◆ What you should do: Pick out every line below that contains the word "player" and copy each one.

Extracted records
______
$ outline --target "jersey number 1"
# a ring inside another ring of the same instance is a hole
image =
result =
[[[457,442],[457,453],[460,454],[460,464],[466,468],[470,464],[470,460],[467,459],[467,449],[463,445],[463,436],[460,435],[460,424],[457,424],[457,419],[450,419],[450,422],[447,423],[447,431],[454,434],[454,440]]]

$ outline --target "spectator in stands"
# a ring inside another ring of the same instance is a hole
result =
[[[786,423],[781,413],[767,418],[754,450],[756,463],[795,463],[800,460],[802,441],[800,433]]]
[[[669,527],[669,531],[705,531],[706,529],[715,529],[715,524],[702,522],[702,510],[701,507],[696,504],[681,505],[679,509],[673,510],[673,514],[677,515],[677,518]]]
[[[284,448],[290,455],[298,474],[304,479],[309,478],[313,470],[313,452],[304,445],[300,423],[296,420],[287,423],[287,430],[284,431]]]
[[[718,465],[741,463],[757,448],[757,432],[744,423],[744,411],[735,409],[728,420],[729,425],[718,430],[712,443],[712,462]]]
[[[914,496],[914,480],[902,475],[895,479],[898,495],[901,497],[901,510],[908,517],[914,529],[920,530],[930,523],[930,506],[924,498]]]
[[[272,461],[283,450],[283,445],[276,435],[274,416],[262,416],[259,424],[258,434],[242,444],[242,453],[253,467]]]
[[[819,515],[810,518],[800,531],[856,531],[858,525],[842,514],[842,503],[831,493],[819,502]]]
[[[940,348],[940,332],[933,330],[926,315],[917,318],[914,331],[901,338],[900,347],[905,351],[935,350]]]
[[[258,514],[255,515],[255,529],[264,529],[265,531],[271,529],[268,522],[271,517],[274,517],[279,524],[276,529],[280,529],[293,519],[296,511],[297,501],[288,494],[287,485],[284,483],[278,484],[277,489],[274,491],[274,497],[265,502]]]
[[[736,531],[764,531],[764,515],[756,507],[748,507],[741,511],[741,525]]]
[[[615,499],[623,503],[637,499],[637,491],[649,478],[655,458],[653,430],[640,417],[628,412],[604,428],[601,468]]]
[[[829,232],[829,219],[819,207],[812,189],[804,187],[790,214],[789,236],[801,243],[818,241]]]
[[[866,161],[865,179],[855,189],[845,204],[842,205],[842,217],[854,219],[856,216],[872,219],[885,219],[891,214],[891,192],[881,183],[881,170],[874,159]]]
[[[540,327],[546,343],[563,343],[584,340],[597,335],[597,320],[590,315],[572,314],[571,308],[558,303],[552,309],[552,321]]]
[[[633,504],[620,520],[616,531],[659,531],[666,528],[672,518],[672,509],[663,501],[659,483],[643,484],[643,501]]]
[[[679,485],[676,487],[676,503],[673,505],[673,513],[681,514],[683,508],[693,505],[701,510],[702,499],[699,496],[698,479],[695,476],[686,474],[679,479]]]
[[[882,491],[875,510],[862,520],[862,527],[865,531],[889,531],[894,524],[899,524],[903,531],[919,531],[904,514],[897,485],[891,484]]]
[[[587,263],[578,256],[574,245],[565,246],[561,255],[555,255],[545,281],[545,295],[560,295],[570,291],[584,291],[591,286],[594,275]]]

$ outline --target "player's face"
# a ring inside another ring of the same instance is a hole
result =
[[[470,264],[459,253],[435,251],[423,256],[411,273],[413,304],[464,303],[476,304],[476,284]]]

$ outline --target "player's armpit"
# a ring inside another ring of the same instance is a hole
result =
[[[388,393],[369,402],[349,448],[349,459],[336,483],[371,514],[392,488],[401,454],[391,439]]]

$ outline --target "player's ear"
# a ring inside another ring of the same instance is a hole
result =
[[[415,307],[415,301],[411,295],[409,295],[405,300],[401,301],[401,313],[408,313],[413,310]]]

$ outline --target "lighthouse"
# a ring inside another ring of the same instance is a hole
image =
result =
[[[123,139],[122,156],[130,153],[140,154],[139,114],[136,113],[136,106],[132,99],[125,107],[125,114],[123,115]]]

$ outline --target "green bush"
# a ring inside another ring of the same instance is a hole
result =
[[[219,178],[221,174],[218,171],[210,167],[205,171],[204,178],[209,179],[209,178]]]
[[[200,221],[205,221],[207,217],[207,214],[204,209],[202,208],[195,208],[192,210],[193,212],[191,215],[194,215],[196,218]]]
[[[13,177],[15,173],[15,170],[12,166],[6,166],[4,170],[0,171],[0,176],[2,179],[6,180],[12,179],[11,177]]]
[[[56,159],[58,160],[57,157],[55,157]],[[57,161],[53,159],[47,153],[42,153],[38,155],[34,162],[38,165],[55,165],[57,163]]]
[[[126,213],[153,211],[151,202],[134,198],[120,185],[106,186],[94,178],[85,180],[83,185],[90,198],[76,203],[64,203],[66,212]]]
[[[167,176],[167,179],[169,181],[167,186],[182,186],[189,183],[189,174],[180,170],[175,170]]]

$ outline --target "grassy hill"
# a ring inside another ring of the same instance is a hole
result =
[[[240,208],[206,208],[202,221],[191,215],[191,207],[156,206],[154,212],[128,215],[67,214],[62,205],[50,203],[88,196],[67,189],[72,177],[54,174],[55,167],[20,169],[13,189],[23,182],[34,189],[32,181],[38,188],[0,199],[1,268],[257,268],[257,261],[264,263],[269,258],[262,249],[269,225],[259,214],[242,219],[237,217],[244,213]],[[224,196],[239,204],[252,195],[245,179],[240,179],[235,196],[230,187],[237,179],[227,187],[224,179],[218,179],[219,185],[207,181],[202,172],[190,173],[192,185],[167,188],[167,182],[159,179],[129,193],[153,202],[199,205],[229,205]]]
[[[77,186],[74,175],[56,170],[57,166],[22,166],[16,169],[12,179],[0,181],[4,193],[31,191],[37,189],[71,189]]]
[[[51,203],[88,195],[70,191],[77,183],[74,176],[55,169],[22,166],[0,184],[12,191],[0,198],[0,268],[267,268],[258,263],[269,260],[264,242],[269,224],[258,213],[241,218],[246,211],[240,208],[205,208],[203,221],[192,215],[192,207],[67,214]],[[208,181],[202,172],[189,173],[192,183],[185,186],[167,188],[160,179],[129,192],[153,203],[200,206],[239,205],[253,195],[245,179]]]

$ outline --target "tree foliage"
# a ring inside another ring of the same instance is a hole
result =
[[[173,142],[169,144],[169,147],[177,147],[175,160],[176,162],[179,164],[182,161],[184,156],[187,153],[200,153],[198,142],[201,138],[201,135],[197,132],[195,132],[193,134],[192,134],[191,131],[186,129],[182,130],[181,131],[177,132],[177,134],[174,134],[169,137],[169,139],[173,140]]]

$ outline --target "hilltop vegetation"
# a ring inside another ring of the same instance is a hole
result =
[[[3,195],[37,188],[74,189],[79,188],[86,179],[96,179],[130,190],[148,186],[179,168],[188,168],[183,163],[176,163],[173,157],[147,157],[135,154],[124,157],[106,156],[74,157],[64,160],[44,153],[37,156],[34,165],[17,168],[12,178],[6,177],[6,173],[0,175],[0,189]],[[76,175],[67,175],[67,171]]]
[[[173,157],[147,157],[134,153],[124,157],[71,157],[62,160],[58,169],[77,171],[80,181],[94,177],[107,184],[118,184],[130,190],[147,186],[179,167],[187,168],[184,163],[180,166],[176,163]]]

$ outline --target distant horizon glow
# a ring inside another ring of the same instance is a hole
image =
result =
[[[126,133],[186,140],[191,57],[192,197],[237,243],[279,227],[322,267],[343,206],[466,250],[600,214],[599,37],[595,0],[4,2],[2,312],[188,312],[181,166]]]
______
◆ Written solution:
$ outline --target "player's face"
$ outline --target "player's armpit"
$ outline --target "player's ear"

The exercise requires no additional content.